Referring expression data
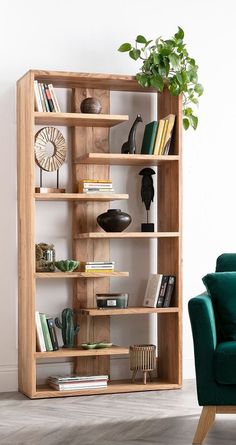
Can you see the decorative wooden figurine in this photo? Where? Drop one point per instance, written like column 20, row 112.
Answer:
column 129, row 146
column 147, row 194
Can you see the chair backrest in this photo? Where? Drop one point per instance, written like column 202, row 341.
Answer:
column 226, row 262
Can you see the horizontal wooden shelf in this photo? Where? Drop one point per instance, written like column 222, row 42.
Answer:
column 101, row 235
column 79, row 119
column 121, row 386
column 94, row 312
column 80, row 196
column 53, row 275
column 124, row 159
column 112, row 82
column 79, row 352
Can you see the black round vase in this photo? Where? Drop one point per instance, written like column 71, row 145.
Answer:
column 114, row 220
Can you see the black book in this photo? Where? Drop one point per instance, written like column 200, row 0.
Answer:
column 52, row 332
column 169, row 291
column 162, row 292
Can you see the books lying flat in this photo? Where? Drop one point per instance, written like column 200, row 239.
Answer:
column 95, row 185
column 78, row 382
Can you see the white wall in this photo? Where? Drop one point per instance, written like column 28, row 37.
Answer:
column 79, row 36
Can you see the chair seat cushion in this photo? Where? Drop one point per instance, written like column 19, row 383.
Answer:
column 225, row 363
column 221, row 286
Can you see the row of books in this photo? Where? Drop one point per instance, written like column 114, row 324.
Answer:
column 97, row 266
column 159, row 290
column 70, row 383
column 157, row 136
column 45, row 333
column 45, row 98
column 95, row 186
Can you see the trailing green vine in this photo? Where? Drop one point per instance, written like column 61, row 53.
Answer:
column 168, row 62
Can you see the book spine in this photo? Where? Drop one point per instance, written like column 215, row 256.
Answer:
column 169, row 291
column 46, row 334
column 49, row 98
column 161, row 295
column 39, row 333
column 38, row 103
column 54, row 98
column 52, row 332
column 42, row 97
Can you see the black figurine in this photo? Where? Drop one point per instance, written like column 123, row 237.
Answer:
column 147, row 194
column 129, row 146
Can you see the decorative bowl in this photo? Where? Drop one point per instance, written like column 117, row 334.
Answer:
column 91, row 105
column 99, row 345
column 67, row 265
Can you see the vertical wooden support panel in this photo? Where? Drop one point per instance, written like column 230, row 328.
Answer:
column 84, row 140
column 170, row 250
column 26, row 251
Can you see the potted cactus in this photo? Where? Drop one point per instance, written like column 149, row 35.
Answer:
column 68, row 327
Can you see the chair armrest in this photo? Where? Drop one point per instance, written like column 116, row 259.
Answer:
column 202, row 319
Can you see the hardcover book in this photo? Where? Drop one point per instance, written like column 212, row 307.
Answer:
column 149, row 138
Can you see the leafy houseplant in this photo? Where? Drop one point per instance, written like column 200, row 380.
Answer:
column 167, row 62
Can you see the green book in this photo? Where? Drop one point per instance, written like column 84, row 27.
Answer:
column 149, row 138
column 46, row 334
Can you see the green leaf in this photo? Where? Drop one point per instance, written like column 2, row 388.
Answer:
column 135, row 53
column 157, row 82
column 174, row 60
column 143, row 80
column 125, row 47
column 194, row 121
column 180, row 34
column 188, row 111
column 186, row 123
column 199, row 89
column 141, row 39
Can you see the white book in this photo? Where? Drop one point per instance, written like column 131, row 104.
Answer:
column 54, row 98
column 38, row 102
column 152, row 290
column 39, row 333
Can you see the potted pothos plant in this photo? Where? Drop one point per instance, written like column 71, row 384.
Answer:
column 168, row 62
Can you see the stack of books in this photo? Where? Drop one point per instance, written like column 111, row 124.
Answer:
column 159, row 290
column 157, row 136
column 95, row 186
column 45, row 98
column 45, row 333
column 97, row 266
column 76, row 383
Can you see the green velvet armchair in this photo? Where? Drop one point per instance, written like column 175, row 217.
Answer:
column 213, row 320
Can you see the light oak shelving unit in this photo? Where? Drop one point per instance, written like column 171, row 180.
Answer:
column 91, row 158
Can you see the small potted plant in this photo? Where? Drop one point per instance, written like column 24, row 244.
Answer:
column 167, row 62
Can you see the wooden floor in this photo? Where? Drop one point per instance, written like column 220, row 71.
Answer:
column 148, row 418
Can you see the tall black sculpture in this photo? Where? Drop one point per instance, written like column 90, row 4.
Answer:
column 147, row 194
column 129, row 146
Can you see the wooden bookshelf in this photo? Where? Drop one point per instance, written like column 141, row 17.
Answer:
column 91, row 157
column 125, row 159
column 93, row 312
column 92, row 275
column 79, row 352
column 80, row 196
column 104, row 235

→ AIM OF THE EXERCISE:
Find and copy each line above holding "figurine".

→ RESULT:
Can you see the decorative wooden figurine in this photo? Where? Drop one point per instance, written like column 20, row 112.
Can you see the black figurine in this photo? Where? Drop one point per instance, written like column 123, row 237.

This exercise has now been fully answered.